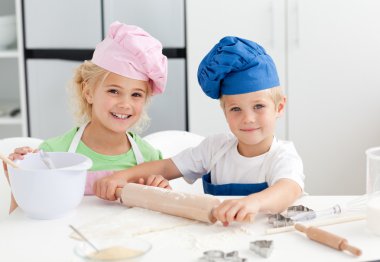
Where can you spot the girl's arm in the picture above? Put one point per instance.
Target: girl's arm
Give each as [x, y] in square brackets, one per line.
[105, 188]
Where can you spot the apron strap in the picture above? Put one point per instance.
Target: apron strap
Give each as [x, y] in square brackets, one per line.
[220, 154]
[78, 135]
[136, 150]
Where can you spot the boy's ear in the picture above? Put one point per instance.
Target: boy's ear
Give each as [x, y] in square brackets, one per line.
[281, 107]
[87, 93]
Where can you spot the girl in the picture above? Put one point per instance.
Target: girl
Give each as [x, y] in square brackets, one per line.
[250, 162]
[111, 92]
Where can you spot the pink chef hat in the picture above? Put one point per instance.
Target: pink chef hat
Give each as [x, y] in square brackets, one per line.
[131, 52]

++++++++

# Exercise goal
Reproduce every line of the data above, but multiply each [x, y] coordinate in the answers by 1.7 and round it to the nearest whole number, with halves rounded up. Leave the pictures out.

# Task response
Where can you spot the girl's arm in the picture above? Put one point per instance.
Target: girl's arm
Give each as [x, y] in square brackets, one per line.
[179, 320]
Where can you spot the apron strap in the picture above? Put one point per instance.
Target: apron strap
Give each as [x, y] in square brackets, one per line.
[374, 262]
[133, 230]
[231, 255]
Where can you spot the boy's ear in the picture above? Put one point per instance.
Target: boy's ear
Give each as [x, y] in square brackets, one per line.
[478, 182]
[148, 158]
Where can you spot the girl in the picture above? Put one point per instance.
Target: girl
Give each as [x, y] in square brackets, one per line.
[425, 275]
[189, 156]
Where can you spot the pink chef hat in the picture above? Put one point per instance.
Target: pink chef hat
Give each as [x, y] in square brackets, one per line.
[223, 88]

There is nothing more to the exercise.